Using the information:
1. Summarize the post on Todd Akin and "no exceptions" in two sentences.
2. According to the post on Todd Akin and "no exceptions," why did Rick Perry change his position on exceptions for rape and incest? Answer in one to three sentences.
3. In the post on Todd Akin and "no exceptions," what organization is Rebecca Kiessling a spokeswoman for?

Study text:

No means no --- exceptions: Todd Akin wants doctors to "optimize" life

No means no --- exceptions

by digby

What's really important about the Todd Akin controversy isn't his moronic belief that women who get raped can't get pregnant. It's so stupid that even the wingnuts are disavowing him. And the "legitimate" rape comment (or "honest rape" as Ron Paul called it) is horrible, but it doesn't get to the underlying principle. The real problem is that his "no exceptions" belief has become mainstream in the Republican party. Recall:

[T]he big news to come out of the forum was the rightward shift in Rick Perry’s already very conservative position. In the past, Perry has been committed to banning abortion with very narrow exceptions. But last night, he said he’d changed his mind, and now doesn’t support any exceptions at all. “This is something that is relatively new,” he said, citing a meeting with Rebecca Kiessling, a spokeswoman for Personhood USA who was adopted after her mother, a rape victim, tried and failed to abort her. “Looking in her eyes, I couldn’t come up with an answer to defend the exemptions for rape and incest,” he said. “And over the course of the last few weeks, the Christmas holidays and reflecting on that…all I can say is that God was working on my heart.”

Point-per-instance localization data
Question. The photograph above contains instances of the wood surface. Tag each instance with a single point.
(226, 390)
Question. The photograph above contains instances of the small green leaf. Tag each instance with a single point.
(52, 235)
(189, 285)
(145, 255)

Written answers:
1. The post argues that the most important part of the Todd Akin controversy is not his belief that rape victims can't get pregnant or his "legitimate" rape comment, but his "no exceptions" position on abortion, which has become mainstream in the Republican party. As evidence, it quotes an account of Rick Perry shifting from supporting bans on abortion with very narrow exceptions to supporting no exceptions at all.

2. Perry cited a meeting with Rebecca Kiessling, who was adopted after her mother, a rape victim, tried and failed to abort her. He said that looking in her eyes, he couldn't come up with an answer to defend the exemptions for rape and incest. After reflecting over the Christmas holidays, he said God was working on his heart.

3. Personhood USA.